▶ WHAT THIS EXERCISE ASKS
[1] According to the passage on the vial connector collar, the flexibility of the skirt compensates for dimensional or tolerance variations in which parts? List all of them.
[2] Write the next part of the passage on the vial connector collar, picking up right after its last sentence.
*** Opening of PROVIDED TEXT ***
A defining aspect of the collar is the provision of a flexible skirt adjacent the proximal end of the collar. The skirt is foldable about the rim of the vial when the collar is positioned against the stopper so as to engage the underside portion of the rim. The skirt can be formed on the collar in a variety of ways.
A crimp cap fixes the collar to the vial rim. As the collar is locked to the rim of the vial by the crimp cap, the crimp cap exerts a force against the distal end of the collar and against the skirt that has been folded against the underside portion of the rim. The collar is thus tightly thrust against the stopper, thereby ensuring a proper seal of the stopper to the vial. Additionally, the ribs provided in the internal portion of the collar form an additional microbiological barrier against the ambient environment. The crimp cap can be preaffixed to the collar in an uncrimped condition, with the crimping operation occurring after the collar is placed around the vial rim. Alternately, the crimp cap can be affixed about the collar after the collar is placed onto the vial rim.
The connector assembly can be shipped to a pharmaceutical manufacturer, either with the crimp cap preaffixed or not. In the cleanroom environment where the vial is filled with a medicament and the stopper is placed against the rim, the connector assembly can be attached to the vial. The connector assembly is transferred from a first position, whereby the collar is placed around the rim and the distal end of the collar spaced from the stopper, to a second position, whereby the flexible skirt of the collar is projected beyond the underside portion of the rim. By this action also, the ribs provided in the interior of the collar are thrust into sealing relation with the stopper. Thereafter, the crimp cap is positioned in crimped relation about the collar and the vial rim to secure the collar the vial rim. The crimp cap will exert a force against the flexible skirt, folding it against the underside portion of the rim into secured relation with it. The flexibility imparted by the skirt allows the collar to compensate for any dimensional or tolerance variations present in the vial, the stopper, or in the connector assembly itself If the crimp cap is supplied to the customer pre-attached to the collar but in an uncrimped state, the connector assembly itself is secured to the vial in sealing relation with the stopper within the cleanroom environment, and the crimping operation itself need only occur outside of the cleanroom.
*** Close of PROVIDED TEXT ***
*** Opening of PROVIDED MATERIAL ***
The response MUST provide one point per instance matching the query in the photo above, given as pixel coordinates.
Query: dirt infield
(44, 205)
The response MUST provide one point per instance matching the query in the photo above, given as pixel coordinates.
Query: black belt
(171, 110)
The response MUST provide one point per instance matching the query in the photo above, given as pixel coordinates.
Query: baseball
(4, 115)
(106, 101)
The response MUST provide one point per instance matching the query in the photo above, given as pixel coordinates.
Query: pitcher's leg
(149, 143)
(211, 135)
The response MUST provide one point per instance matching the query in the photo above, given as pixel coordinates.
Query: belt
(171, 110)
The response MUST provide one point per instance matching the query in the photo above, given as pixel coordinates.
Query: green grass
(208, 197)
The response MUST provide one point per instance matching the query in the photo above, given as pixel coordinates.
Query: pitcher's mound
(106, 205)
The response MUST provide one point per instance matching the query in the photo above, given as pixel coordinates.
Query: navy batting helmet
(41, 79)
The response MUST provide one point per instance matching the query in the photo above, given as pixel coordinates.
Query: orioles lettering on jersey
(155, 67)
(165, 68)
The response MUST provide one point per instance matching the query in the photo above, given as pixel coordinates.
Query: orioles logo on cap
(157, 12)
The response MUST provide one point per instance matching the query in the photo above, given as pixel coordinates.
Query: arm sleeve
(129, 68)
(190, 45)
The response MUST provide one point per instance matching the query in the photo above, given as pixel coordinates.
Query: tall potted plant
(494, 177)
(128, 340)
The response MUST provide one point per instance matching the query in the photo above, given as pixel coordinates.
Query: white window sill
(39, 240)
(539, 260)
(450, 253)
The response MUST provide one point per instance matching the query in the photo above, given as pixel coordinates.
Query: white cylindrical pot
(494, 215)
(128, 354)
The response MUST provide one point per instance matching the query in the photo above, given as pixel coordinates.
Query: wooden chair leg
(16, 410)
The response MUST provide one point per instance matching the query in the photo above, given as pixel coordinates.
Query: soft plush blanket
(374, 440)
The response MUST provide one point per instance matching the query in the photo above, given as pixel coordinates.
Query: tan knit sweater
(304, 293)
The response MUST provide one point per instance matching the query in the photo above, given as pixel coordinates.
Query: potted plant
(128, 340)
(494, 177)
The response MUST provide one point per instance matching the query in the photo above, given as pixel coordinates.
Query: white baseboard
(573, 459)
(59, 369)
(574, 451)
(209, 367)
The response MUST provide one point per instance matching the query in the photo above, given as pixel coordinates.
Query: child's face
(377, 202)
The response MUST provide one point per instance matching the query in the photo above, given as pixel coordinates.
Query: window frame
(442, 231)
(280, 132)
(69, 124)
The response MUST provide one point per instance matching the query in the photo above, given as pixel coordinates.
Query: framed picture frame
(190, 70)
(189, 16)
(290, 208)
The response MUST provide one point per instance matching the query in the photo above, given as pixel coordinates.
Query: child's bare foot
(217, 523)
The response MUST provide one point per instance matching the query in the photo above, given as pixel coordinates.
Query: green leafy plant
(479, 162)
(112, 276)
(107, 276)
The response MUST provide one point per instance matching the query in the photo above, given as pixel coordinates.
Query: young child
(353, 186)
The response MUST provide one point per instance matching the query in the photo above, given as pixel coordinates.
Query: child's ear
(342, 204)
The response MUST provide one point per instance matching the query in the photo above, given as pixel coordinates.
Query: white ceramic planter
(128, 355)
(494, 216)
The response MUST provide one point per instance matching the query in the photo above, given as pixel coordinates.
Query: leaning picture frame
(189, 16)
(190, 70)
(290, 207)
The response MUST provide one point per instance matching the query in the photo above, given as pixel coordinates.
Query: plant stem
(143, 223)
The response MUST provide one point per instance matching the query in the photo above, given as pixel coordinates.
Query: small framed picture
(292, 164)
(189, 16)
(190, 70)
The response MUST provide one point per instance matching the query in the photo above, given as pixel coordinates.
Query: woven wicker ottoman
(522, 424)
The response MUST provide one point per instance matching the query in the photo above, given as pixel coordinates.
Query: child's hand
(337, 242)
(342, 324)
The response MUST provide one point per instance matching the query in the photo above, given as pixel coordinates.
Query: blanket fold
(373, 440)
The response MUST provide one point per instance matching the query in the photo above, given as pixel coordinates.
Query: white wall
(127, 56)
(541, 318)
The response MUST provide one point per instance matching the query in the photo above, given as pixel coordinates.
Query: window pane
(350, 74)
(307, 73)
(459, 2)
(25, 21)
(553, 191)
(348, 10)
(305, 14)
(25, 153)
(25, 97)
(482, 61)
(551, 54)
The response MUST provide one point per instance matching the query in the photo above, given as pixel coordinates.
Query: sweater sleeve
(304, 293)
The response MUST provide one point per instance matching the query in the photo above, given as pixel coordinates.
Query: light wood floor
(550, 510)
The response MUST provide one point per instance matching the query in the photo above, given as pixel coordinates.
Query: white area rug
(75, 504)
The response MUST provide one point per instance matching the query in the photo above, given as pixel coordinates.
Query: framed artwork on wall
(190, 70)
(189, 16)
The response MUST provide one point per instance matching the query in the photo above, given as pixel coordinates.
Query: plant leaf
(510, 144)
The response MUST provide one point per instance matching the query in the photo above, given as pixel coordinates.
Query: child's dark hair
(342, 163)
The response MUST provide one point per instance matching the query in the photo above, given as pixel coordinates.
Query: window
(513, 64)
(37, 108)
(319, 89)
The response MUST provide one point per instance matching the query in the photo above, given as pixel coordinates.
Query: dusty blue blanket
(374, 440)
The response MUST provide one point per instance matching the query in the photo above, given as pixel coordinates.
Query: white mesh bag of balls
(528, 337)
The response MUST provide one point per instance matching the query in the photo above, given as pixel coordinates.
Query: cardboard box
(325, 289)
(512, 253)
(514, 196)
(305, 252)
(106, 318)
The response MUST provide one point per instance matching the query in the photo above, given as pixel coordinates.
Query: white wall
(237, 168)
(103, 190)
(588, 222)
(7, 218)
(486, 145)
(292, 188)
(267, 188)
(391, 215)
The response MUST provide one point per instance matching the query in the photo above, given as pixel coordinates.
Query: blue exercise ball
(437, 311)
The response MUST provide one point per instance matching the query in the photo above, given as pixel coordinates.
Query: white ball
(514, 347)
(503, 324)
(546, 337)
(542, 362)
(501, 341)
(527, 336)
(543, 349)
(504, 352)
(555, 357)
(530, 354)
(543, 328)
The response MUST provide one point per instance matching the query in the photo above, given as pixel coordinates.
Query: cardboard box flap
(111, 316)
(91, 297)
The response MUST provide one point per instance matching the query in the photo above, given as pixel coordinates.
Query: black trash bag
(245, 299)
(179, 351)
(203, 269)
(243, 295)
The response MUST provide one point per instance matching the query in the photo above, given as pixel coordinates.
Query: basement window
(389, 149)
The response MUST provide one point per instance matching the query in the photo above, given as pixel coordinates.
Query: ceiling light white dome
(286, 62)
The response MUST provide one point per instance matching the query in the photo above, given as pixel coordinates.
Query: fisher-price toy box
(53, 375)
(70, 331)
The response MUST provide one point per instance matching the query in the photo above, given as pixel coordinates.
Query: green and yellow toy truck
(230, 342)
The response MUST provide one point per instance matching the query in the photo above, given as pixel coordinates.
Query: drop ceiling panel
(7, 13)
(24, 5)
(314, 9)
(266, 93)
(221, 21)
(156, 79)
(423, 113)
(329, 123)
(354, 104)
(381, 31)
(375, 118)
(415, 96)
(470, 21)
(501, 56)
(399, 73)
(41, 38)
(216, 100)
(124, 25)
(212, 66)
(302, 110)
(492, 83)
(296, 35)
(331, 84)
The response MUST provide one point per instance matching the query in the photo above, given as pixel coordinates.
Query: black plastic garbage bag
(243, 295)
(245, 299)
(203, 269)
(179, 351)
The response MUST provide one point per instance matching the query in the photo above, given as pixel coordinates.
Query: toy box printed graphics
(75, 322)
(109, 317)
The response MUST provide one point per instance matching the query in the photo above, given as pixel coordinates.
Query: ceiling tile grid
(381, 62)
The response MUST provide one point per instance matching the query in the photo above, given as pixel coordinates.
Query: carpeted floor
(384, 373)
*** Close of PROVIDED MATERIAL ***
▶ RESPONSES PER TASK
[1] The vial, the stopper, and the connector assembly itself.

[2]
If desired, the cap and collar can be manufactured in such a manner such that the cap is removable from the collar by a twisting action, permitting a user a convenient way to engage the vial access device held by the connector assembly. In one configuration, the cap can be formed with the collar with a frangible connection formed from a material--such as a thermoplastic elastomer--that is different from the material forming the cap and collar itself, such as polypropylene or polyethylene. The user may simply twist the cap such that the frangible connection shears, allowing the user to remove the cap from the collar to expose the vial access device. One way to achieve this construction is through a co-injection process. All in all, the minimization of the number of components forming the connector assembly results in a concomitant reduction in the number of biological barriers necessary to safeguard the sterility of the vial access device as well as the medicament contained within the vial.